__What the task asks__
Starting at the line that holds "the flower bud" and running through the end of the data, both ends included, rewrite the lines as a numbered list with blank lines dropped. Leave the pictures out of your answer.

__Record excerpts__
= = = = =
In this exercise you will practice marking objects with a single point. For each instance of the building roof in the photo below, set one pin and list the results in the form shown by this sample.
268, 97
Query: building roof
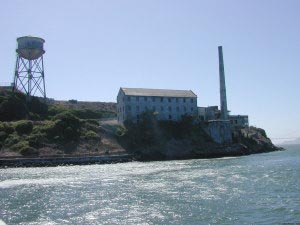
158, 92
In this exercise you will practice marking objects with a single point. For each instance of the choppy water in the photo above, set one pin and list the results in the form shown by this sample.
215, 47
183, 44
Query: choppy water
256, 189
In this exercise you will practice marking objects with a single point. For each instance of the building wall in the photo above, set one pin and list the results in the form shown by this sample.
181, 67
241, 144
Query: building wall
239, 121
219, 131
167, 108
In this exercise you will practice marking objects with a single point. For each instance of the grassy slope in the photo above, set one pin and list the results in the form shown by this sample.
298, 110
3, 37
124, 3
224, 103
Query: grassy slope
37, 129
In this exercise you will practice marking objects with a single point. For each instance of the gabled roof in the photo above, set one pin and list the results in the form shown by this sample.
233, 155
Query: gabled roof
158, 92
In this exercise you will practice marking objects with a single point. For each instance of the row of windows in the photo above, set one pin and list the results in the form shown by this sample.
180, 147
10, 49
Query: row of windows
158, 99
138, 117
162, 108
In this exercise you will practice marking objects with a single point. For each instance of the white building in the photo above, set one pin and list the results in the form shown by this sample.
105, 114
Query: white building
167, 104
239, 121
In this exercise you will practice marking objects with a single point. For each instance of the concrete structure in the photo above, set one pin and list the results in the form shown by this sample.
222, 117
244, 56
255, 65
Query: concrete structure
220, 129
208, 113
223, 99
29, 71
167, 104
238, 121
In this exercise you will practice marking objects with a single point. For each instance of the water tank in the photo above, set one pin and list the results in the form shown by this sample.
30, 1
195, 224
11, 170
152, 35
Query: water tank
30, 47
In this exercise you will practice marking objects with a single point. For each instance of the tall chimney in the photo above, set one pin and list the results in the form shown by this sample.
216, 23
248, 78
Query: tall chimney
223, 99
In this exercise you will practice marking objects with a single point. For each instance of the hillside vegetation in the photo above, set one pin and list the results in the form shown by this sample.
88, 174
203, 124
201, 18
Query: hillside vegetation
33, 128
151, 139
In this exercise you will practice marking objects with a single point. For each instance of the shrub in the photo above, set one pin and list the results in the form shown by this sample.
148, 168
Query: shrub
24, 149
11, 140
36, 140
66, 127
23, 127
12, 108
91, 135
28, 151
7, 127
3, 135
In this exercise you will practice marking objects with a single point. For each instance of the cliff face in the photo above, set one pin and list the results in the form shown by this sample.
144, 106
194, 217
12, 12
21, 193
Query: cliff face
255, 139
165, 140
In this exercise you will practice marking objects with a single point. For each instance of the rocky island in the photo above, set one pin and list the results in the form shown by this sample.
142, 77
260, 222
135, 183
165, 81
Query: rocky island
54, 130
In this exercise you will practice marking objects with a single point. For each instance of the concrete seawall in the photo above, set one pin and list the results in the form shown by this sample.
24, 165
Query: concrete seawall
84, 160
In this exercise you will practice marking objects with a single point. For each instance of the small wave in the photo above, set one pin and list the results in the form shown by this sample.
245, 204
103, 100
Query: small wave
44, 182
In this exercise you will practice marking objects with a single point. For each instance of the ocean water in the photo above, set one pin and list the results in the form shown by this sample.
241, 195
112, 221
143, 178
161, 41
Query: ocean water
255, 189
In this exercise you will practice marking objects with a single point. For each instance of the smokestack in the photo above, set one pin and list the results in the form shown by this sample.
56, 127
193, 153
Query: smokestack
223, 99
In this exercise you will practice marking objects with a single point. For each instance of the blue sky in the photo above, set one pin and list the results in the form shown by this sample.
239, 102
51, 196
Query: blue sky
94, 47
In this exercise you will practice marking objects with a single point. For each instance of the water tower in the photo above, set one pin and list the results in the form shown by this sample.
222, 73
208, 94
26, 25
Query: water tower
29, 73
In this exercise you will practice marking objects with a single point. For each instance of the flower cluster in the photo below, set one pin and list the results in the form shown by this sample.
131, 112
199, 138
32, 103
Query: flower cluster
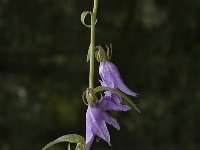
97, 115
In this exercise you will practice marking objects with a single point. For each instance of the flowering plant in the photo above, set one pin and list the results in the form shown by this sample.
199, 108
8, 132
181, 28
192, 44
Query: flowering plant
114, 90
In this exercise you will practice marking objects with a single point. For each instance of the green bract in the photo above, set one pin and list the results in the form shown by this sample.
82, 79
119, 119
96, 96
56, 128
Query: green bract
71, 138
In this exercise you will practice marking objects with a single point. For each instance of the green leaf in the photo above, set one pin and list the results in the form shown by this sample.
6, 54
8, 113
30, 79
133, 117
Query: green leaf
102, 88
72, 138
69, 147
83, 15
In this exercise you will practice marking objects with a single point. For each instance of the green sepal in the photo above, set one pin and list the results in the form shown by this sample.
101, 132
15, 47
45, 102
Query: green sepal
83, 15
71, 138
102, 88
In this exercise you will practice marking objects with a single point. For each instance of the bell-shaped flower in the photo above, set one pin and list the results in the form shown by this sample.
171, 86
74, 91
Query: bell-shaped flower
110, 76
97, 117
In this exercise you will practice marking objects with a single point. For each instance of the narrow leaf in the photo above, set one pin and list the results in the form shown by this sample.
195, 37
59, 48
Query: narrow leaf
102, 88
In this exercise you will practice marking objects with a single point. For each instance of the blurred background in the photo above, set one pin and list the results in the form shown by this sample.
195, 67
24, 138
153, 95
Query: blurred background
43, 71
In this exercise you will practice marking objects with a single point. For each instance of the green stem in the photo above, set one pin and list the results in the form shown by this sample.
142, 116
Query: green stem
92, 44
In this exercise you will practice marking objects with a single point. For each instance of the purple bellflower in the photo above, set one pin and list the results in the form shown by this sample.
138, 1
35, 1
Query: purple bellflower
97, 117
110, 77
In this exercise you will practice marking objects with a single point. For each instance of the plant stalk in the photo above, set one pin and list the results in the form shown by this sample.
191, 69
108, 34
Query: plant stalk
92, 44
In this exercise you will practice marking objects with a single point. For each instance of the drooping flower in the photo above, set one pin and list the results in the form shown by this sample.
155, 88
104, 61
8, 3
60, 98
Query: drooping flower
110, 77
97, 117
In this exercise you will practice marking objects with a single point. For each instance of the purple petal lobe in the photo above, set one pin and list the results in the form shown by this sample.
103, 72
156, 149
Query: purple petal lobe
111, 77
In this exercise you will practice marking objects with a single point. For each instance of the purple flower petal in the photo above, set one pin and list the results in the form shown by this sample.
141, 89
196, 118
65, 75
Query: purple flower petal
112, 103
111, 77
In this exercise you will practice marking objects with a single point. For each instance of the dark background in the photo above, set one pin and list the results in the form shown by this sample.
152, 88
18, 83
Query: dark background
43, 71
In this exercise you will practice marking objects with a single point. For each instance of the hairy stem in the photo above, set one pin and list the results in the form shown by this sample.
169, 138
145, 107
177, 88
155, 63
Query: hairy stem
92, 44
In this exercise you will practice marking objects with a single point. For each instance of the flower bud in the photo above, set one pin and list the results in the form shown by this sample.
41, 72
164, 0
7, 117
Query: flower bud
101, 54
90, 96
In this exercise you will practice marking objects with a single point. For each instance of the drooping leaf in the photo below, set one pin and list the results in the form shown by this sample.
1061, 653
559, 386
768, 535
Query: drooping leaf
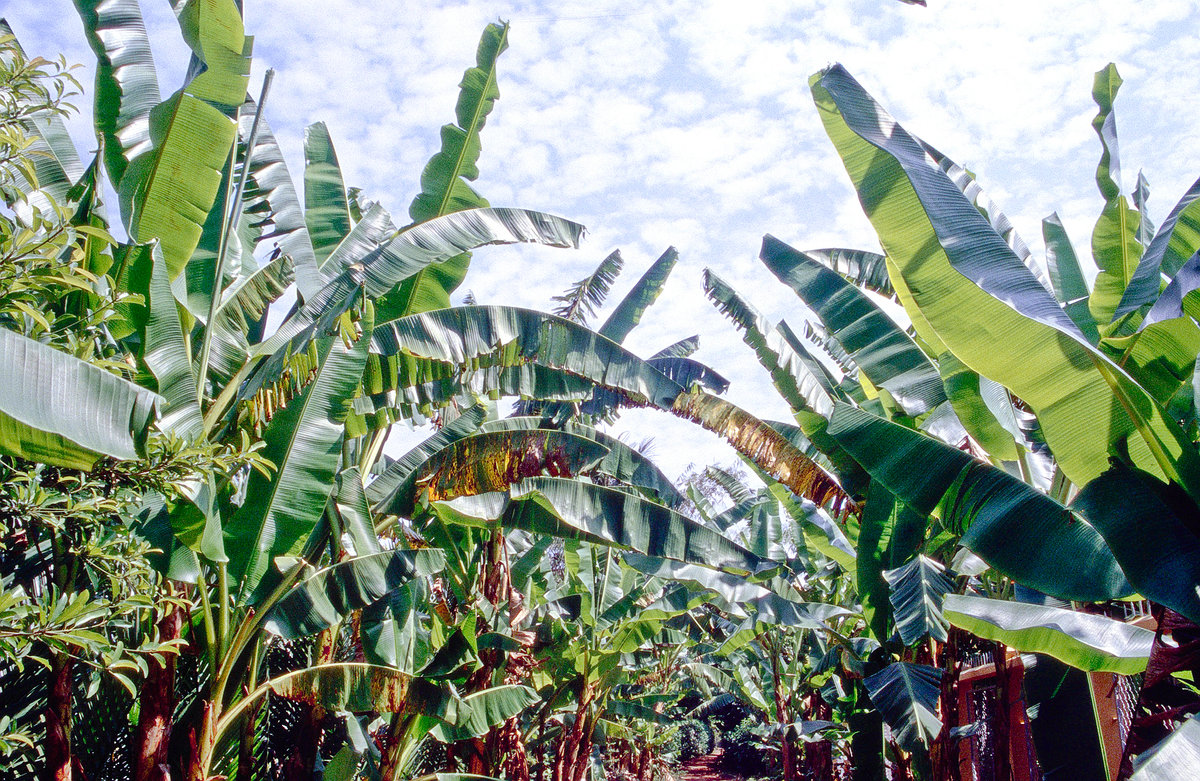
= = = = =
__Written answer__
1. In this exercise you will practice marking objects with a single point. For each instance of the flower bud in the photo above, set one pin and list the results in the form shown by this sample.
2. 41, 72
3. 164, 0
4. 7, 117
5. Query: flower bud
6. 101, 54
7. 90, 96
8. In this exercise you will practice marking objects with a single point. For each instance of the drooping leaf in the photo below, set one pin and list the results in the form shown by this sample.
9. 1061, 653
10. 559, 386
11. 768, 535
12. Query: drooping leaf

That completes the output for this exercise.